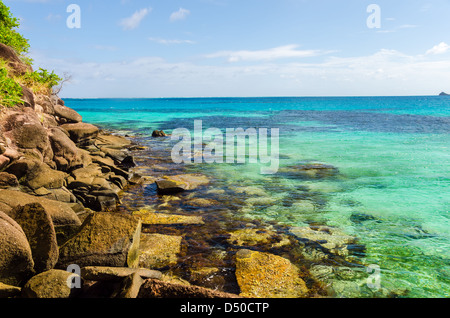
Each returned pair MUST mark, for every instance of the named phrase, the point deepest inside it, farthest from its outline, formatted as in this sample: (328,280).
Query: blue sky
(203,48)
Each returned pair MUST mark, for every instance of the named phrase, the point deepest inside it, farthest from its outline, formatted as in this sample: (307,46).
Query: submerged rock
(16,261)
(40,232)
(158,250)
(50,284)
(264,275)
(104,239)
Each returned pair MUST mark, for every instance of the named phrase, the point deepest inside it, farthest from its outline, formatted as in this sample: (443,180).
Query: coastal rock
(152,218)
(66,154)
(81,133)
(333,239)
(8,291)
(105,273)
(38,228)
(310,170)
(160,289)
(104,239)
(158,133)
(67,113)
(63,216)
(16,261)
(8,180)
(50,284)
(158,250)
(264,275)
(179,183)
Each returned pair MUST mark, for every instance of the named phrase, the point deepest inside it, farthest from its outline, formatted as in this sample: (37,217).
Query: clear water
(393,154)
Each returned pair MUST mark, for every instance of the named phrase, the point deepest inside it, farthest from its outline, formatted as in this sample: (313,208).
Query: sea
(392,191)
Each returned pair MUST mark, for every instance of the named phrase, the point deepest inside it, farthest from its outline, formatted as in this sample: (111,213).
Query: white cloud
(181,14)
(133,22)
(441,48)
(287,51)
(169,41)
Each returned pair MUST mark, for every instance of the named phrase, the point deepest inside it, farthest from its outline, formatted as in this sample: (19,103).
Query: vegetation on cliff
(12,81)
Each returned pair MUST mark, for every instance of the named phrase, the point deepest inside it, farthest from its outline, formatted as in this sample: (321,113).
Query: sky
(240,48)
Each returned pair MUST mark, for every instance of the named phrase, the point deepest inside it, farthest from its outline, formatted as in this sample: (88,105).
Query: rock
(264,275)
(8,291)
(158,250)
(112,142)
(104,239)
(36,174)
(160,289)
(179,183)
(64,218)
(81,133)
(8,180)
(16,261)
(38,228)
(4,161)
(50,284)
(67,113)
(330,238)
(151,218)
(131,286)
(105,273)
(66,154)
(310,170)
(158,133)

* * *

• [EXERCISE GOAL]: Reproduce the entries word for word, covering the stretch from the line that contains "this sample: (111,213)." through the end of the entries.

• [PROBLEM SOLUTION]:
Each returned pair MUST mark, for every instance of the named phrase, the point deepest inside it, farthest from its outline, formatted as in this sample: (111,213).
Query: white cloud
(181,14)
(133,22)
(441,48)
(287,51)
(169,41)
Each returned pair MUST mark, for every instance of the named phrase, the point deepest inside it, farthest from its outline, formatted as in this sample: (19,103).
Query: vegetation on cliff
(12,81)
Each returned pair MUST mark, for every instance of the named phrase, the point deepest inside it, farthest from its outline, formatted as in this sample: (321,113).
Query: sky
(240,48)
Each returned pair MUST mark, for every instance of the named phrase, the point deepest inside it, farthest from its outline, formatted as in this sample: (88,105).
Query: rock
(264,275)
(8,291)
(158,250)
(112,142)
(104,239)
(36,174)
(160,289)
(179,183)
(64,218)
(81,133)
(8,180)
(16,261)
(38,228)
(4,161)
(50,284)
(67,113)
(330,238)
(151,218)
(131,286)
(105,273)
(66,154)
(310,170)
(158,133)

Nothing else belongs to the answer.